Directive: Continue the mailing-list thread about GHC's new code generator from the point where it stops.

Document text:
☆ ☆ ☆ ☆ ☆

2012-09-07 Thread Simon Marlow

On 06/09/2012 21:10, Christian Hoener zu Siederdissen wrote:

Hi Ian,

thanks for the info about 7.8. Just to be clear, the new codegen
apparently saved my runtimes for the presentation on tuesday. \My\ new
code was slower than my old code. The new code generator fixed that,
giving me equal running times with much cooler features. I currently
assume (without having checked at all) due to dead variable elimination.

So if it is getting better, I'd be really really happy.


Just to be clear - you're using -fnew-codegen, with GHC 7.6.1?

There were a handful of bugfixes to the new codegen path that didn't 
make it into 7.6.1, so I wouldn't rely on it.


Cheers,
Simon



Gruss,
Christian

* Ian Lynagh i...@well-typed.com [06.09.2012 22:00]:

On Thu, Sep 06, 2012 at 06:32:38PM +0200, Christian Hoener zu Siederdissen 
wrote:

Awesome,

I have been playing with GHC 7.6.0 until today and been very happy. Btw.

☆ ☆ ☆ ☆ ☆

Data supplied:
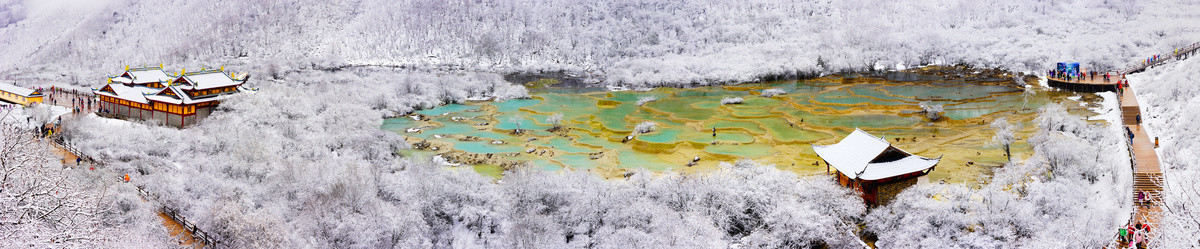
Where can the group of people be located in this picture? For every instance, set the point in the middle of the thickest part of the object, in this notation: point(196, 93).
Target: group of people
point(1080, 76)
point(1134, 236)
point(79, 102)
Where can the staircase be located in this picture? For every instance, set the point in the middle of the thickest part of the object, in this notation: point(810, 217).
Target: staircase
point(1149, 183)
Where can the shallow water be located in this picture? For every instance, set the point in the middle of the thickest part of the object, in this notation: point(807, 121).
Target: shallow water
point(779, 129)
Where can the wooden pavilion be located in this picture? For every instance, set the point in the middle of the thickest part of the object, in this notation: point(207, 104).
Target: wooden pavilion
point(179, 101)
point(18, 95)
point(873, 166)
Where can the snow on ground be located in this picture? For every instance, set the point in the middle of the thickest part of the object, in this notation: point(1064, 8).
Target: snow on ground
point(1072, 193)
point(1170, 99)
point(29, 116)
point(630, 42)
point(307, 166)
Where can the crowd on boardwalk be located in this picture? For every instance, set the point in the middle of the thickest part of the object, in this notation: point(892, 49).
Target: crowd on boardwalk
point(1134, 235)
point(79, 102)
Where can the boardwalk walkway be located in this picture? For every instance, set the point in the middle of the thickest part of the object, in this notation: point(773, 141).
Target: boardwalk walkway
point(1147, 174)
point(187, 234)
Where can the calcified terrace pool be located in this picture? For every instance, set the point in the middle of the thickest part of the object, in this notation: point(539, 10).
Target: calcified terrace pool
point(771, 129)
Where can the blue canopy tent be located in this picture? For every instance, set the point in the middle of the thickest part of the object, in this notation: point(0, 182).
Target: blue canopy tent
point(1068, 67)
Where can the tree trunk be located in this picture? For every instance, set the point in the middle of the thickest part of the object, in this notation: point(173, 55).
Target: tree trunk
point(1008, 153)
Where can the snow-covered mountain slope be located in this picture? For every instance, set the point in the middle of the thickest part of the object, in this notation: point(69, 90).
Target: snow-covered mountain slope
point(1170, 97)
point(641, 42)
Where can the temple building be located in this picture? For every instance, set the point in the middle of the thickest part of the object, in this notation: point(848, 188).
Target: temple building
point(18, 95)
point(873, 166)
point(180, 99)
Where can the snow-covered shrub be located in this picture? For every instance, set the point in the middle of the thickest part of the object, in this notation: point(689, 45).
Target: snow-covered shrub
point(635, 43)
point(645, 127)
point(1168, 96)
point(1005, 135)
point(933, 111)
point(731, 101)
point(1072, 186)
point(773, 92)
point(555, 119)
point(647, 99)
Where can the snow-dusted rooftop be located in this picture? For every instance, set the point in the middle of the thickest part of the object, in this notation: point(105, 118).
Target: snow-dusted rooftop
point(210, 80)
point(17, 90)
point(855, 153)
point(133, 93)
point(143, 76)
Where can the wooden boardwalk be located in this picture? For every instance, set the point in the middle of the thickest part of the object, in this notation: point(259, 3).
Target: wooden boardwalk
point(1180, 53)
point(1087, 84)
point(1147, 174)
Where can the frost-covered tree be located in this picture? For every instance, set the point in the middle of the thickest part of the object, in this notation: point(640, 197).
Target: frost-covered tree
point(645, 99)
point(555, 120)
point(1026, 93)
point(773, 92)
point(933, 111)
point(1005, 135)
point(645, 127)
point(45, 204)
point(1021, 202)
point(516, 120)
point(731, 101)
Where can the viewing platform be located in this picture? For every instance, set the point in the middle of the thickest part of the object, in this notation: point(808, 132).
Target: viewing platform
point(1086, 84)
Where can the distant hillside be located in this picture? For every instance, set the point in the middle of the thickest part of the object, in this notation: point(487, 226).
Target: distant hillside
point(641, 42)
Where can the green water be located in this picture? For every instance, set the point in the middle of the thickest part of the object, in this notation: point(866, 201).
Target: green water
point(779, 129)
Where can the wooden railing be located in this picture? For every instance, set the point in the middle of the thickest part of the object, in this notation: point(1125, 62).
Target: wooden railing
point(198, 234)
point(1163, 59)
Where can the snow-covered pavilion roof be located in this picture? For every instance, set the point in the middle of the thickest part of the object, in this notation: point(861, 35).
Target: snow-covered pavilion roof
point(143, 76)
point(211, 79)
point(855, 153)
point(181, 97)
point(18, 90)
point(133, 93)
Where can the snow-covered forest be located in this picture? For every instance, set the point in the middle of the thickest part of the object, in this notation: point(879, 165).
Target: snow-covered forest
point(1171, 97)
point(636, 42)
point(304, 164)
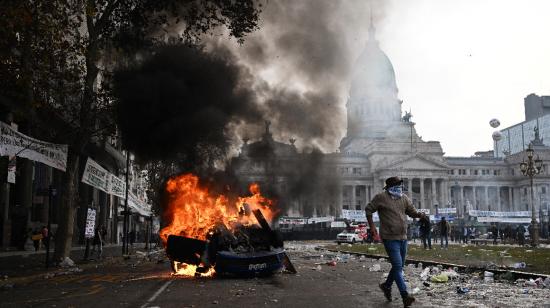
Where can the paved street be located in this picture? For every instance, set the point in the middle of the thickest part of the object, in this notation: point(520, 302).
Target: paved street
point(147, 282)
point(138, 283)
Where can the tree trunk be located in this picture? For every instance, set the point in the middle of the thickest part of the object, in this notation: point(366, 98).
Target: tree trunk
point(64, 235)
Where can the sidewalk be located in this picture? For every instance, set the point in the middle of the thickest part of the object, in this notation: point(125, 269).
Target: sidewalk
point(42, 251)
point(25, 263)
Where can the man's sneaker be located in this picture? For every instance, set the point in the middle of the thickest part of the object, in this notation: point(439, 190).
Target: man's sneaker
point(408, 300)
point(386, 290)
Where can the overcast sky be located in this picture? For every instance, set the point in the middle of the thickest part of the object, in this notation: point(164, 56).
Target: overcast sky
point(458, 63)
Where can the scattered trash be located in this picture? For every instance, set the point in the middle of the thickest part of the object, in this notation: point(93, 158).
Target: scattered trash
point(530, 283)
point(462, 290)
point(507, 276)
point(67, 262)
point(375, 268)
point(7, 286)
point(452, 274)
point(424, 274)
point(441, 278)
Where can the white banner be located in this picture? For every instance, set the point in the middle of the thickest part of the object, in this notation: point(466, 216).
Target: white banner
point(358, 215)
point(478, 213)
point(293, 220)
point(14, 143)
point(117, 186)
point(90, 224)
point(314, 220)
point(96, 176)
point(516, 220)
point(447, 210)
point(141, 207)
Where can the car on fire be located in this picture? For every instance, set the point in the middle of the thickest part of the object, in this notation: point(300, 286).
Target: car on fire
point(355, 234)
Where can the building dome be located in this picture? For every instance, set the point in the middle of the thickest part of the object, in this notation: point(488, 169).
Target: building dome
point(373, 104)
point(374, 75)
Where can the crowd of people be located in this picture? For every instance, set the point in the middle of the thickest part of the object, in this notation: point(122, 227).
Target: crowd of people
point(427, 232)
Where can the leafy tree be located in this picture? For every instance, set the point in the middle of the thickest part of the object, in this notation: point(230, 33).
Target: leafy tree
point(59, 55)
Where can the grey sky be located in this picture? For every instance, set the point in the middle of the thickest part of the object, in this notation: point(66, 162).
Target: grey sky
point(458, 63)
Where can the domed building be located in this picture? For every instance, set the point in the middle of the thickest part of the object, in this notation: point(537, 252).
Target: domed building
point(381, 141)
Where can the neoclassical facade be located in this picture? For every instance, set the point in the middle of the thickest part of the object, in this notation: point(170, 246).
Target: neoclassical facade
point(381, 142)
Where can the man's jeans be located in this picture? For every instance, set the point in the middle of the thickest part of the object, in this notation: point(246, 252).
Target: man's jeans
point(427, 238)
point(446, 238)
point(397, 251)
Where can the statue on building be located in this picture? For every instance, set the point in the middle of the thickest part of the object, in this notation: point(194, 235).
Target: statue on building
point(537, 140)
point(407, 117)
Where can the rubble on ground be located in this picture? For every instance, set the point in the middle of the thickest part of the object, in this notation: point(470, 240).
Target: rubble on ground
point(476, 289)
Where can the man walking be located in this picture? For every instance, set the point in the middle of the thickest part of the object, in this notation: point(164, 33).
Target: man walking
point(444, 228)
point(426, 232)
point(392, 207)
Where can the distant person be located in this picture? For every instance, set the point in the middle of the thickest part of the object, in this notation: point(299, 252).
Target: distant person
point(444, 230)
point(36, 239)
point(98, 242)
point(426, 232)
point(393, 207)
point(521, 235)
point(45, 236)
point(494, 234)
point(132, 238)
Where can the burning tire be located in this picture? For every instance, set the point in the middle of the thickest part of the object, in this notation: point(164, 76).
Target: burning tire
point(262, 263)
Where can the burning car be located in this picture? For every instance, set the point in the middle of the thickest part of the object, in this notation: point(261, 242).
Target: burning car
point(209, 235)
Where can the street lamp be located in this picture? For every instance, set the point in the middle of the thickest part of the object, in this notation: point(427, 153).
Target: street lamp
point(531, 168)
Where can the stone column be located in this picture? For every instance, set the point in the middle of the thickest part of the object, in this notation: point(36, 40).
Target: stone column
point(340, 198)
point(486, 197)
point(353, 198)
point(368, 192)
point(433, 195)
point(421, 200)
point(499, 206)
point(510, 199)
point(460, 207)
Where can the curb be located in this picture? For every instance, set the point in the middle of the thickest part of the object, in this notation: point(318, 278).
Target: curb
point(517, 274)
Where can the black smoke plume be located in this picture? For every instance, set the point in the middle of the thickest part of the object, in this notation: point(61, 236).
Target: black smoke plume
point(179, 102)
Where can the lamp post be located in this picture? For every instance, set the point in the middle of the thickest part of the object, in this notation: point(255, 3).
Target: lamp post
point(530, 168)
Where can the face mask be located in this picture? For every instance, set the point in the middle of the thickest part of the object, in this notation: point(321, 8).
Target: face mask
point(396, 191)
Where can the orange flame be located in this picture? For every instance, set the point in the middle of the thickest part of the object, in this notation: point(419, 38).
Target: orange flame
point(192, 211)
point(189, 270)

☆ ☆ ☆ ☆ ☆

Result of this exercise:
isn't this the version that officially includes -fnew-codegen / HOOPL?

Because the new codegen is optimizing the my ADPfusion library nicely.
I lost 50% speed with new features, gained 100% with new codegen,
meaning new features come for free ;-)


I suspect that you'll find that the new codegen doesn't work 100%
perfectly in 7.6, although I don't know the details - perhaps it just
isn't as fast as it could be. It'll be the default in 7.8, though.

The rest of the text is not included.